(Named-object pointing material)
----------------

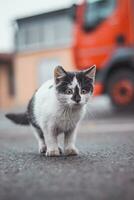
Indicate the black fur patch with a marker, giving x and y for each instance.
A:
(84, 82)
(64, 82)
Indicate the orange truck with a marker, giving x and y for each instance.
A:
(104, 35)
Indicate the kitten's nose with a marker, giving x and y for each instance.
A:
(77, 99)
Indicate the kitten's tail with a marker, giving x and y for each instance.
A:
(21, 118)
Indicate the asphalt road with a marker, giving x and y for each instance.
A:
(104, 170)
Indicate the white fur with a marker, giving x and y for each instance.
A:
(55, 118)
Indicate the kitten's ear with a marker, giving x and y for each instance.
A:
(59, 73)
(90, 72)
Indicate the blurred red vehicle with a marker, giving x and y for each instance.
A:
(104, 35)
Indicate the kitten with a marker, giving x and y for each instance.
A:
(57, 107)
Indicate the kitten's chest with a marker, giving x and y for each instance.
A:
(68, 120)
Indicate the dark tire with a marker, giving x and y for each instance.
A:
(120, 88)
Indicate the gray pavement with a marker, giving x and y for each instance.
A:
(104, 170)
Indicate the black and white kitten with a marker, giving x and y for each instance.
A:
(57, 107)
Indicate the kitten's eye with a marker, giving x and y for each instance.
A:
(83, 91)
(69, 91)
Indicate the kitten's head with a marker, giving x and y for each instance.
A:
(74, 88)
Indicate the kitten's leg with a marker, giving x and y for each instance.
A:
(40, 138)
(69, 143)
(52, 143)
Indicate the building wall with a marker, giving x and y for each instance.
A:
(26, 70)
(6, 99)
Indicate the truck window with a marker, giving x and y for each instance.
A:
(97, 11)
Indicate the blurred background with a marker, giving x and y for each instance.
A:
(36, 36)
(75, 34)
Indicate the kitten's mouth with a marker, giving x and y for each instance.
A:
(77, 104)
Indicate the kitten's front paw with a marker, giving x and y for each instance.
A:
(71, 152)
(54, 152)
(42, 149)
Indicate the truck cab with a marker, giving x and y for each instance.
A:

----------------

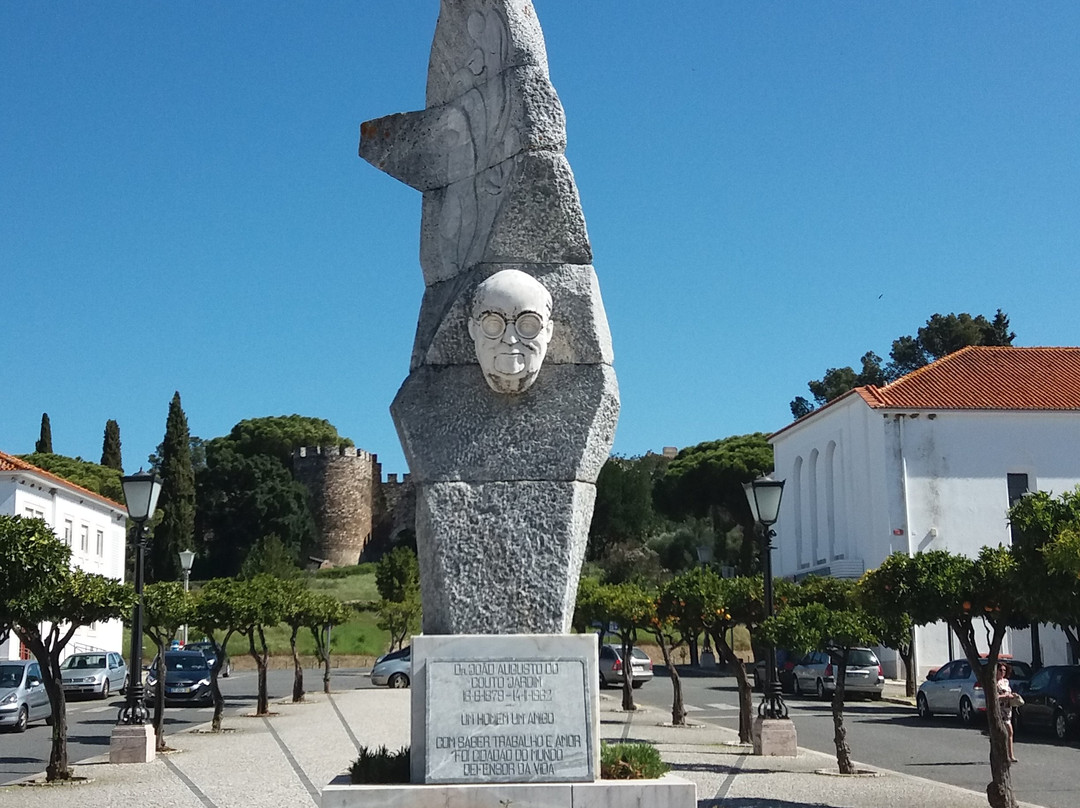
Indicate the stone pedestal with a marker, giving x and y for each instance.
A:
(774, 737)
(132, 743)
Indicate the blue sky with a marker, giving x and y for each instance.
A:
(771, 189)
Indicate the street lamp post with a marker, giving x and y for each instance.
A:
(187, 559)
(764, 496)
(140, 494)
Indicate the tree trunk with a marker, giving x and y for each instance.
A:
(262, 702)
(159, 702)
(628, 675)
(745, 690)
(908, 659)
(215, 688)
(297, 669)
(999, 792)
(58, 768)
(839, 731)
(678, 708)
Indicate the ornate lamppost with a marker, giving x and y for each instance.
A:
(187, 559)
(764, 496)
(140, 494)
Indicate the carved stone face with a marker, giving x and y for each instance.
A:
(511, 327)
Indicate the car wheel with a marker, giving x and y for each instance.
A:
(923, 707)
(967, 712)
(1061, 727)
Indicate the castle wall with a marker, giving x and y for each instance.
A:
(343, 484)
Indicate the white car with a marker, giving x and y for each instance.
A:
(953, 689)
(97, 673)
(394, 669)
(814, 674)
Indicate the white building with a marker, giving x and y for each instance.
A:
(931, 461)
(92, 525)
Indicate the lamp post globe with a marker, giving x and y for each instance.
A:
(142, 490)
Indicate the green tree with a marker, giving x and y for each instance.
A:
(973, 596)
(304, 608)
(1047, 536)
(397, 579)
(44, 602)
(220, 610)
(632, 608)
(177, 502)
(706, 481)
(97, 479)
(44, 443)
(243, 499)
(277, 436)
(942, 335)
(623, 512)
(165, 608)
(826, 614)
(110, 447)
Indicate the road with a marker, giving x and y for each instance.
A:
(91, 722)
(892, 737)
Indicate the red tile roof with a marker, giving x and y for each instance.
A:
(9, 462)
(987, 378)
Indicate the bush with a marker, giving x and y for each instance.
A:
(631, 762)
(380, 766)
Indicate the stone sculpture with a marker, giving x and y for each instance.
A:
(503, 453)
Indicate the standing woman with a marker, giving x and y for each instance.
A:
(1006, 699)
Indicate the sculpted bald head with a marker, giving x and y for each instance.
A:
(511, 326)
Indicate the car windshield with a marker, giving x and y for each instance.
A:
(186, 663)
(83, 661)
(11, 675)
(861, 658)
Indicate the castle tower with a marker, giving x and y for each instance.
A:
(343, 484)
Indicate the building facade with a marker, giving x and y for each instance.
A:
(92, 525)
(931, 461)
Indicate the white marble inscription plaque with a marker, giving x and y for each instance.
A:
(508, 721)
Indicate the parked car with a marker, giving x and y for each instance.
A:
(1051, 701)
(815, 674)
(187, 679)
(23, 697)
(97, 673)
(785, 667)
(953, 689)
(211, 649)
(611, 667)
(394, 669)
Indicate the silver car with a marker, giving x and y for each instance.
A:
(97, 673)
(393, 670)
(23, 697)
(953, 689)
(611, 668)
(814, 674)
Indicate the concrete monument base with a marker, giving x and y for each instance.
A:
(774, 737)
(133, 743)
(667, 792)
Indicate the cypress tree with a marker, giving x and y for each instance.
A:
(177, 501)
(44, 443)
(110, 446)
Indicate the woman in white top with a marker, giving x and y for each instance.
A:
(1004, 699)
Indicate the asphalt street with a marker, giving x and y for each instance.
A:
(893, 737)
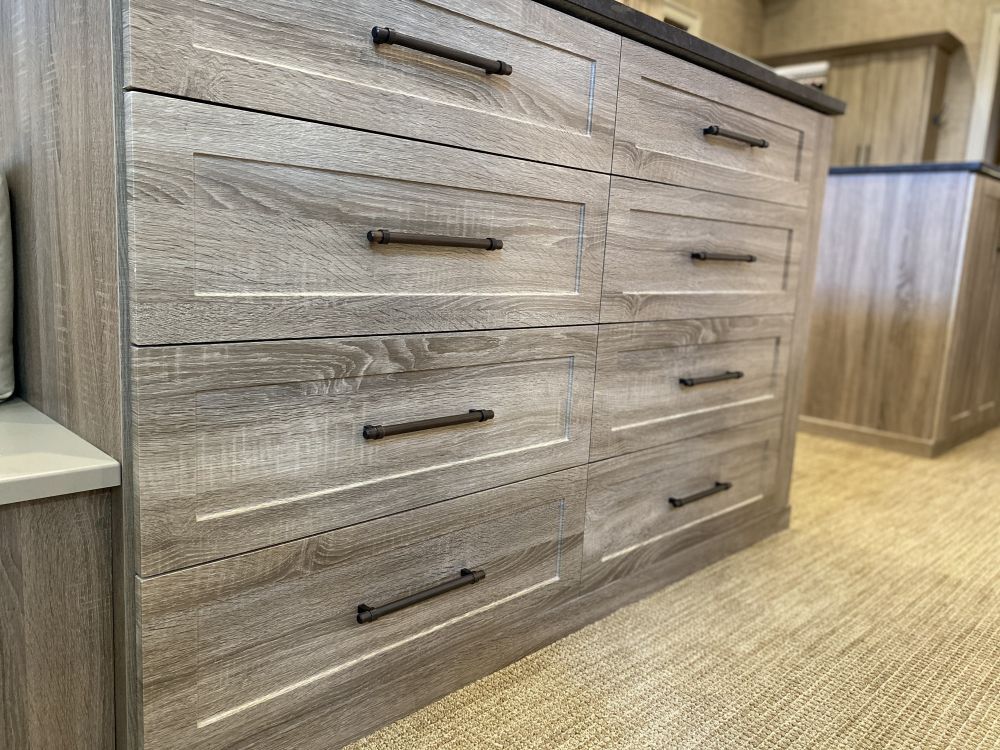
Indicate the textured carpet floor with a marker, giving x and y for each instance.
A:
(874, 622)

----------------

**Exercise**
Convert the material from the line with "Indicate the concrete" to the line with "(1004, 699)" into a two-column CSV headed text and points, putting each text and its coordinates on one row. Quote every field and replace line breaks with spaces.

**The result**
text,points
"Indicate the concrete monument base with a marker, giving x and y for each instance. A:","(774, 737) (133, 743) (667, 792)"
"Indicate the cypress tree with a marker, giving x and y for each instance. A:","(177, 501) (44, 443) (110, 446)"
"Indicate the woman in white top with a marker, giving x and y for each instance. A:","(1004, 699)"